• Problem: Gather, from the listing beneath this task, every line holding the string "below".

• Given entries:
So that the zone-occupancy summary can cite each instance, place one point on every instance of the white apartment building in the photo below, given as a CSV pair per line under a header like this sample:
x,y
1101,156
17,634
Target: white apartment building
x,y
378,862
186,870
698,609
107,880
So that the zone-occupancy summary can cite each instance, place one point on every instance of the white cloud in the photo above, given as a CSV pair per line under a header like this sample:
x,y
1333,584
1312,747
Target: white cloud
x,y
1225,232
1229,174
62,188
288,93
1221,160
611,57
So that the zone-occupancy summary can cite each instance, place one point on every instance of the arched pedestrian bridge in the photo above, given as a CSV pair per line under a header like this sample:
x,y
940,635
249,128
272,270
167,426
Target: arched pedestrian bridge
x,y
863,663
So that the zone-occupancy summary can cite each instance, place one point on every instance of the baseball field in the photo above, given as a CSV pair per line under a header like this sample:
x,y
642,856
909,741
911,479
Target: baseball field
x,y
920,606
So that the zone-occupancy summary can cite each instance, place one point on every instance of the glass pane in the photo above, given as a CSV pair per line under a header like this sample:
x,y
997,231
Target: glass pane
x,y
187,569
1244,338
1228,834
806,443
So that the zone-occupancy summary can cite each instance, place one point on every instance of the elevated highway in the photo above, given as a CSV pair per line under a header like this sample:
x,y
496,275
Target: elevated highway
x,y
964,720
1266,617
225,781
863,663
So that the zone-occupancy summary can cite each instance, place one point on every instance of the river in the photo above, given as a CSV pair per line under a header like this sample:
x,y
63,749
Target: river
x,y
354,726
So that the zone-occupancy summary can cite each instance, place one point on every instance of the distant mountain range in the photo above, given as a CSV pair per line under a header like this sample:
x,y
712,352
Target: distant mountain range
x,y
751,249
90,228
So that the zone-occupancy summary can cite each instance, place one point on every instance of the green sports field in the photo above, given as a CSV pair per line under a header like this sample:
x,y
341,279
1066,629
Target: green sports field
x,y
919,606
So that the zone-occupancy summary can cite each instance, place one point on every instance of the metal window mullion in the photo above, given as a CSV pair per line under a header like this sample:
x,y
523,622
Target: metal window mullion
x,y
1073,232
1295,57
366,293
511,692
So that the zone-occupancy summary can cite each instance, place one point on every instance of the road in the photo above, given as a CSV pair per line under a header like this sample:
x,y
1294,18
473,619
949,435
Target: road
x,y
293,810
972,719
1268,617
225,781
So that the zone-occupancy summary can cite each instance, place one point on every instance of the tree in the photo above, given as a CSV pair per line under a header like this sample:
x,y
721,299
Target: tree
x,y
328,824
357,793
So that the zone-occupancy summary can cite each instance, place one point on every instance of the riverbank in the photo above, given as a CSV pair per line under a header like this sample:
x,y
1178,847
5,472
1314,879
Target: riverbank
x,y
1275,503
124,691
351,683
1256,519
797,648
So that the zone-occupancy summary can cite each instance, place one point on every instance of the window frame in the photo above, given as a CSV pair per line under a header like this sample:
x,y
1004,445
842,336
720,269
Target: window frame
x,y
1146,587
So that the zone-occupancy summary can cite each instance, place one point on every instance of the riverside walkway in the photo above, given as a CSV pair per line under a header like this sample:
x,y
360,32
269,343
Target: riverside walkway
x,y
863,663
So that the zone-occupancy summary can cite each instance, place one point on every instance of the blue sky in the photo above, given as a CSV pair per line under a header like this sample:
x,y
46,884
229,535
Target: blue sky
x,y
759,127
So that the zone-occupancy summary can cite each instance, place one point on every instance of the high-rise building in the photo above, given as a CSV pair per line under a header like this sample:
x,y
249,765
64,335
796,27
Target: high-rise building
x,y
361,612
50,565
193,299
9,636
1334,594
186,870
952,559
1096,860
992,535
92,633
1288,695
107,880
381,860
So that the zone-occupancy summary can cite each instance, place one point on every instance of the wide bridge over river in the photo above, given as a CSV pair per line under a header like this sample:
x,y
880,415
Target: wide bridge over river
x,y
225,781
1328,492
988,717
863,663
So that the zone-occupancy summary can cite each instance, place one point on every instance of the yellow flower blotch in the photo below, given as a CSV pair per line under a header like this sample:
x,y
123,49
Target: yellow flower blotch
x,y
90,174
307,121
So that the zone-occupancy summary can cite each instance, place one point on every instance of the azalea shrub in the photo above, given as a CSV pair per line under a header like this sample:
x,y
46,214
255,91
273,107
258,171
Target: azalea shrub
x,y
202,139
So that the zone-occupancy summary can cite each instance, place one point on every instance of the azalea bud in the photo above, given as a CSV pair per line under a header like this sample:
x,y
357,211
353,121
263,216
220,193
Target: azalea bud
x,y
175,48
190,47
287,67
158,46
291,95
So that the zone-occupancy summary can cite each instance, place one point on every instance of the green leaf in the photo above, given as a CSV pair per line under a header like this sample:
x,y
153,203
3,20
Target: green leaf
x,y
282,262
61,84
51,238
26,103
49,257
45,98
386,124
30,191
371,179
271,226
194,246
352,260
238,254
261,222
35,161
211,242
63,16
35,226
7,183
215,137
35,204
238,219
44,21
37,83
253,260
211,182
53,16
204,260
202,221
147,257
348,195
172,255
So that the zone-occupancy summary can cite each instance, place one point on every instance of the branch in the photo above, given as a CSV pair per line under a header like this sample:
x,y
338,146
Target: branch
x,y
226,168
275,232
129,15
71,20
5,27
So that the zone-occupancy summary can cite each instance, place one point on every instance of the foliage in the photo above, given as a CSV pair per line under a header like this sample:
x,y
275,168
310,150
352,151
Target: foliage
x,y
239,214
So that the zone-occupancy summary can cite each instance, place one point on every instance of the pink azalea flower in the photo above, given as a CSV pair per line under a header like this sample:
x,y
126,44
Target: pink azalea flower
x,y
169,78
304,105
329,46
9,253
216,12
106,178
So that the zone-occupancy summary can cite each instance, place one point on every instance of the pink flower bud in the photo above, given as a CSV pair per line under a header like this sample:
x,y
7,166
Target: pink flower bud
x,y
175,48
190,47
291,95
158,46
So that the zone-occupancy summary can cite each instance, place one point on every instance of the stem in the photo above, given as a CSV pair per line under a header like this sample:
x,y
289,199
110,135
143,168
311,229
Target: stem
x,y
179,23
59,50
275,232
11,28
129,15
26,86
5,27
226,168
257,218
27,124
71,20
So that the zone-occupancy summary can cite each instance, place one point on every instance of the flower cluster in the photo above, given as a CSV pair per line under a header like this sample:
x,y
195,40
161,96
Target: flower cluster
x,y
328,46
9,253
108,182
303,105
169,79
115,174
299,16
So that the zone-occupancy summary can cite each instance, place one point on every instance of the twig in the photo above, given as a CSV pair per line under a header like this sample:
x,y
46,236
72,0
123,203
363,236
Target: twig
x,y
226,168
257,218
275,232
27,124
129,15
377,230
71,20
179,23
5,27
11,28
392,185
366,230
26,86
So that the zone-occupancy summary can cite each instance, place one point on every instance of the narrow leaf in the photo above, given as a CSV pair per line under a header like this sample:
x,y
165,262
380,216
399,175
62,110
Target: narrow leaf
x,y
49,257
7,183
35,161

• Answer to this task:
So that the zone-occupancy summary can cite each instance, place one point on every instance of the white apartment building in the photo below, given as a CSV pair per line under a header like this sample:
So that the zone-occupancy summary can cite each instance, place one point on every instance of the yellow flower blotch in the photo below, given as a CSV pair per line under a header like this sample:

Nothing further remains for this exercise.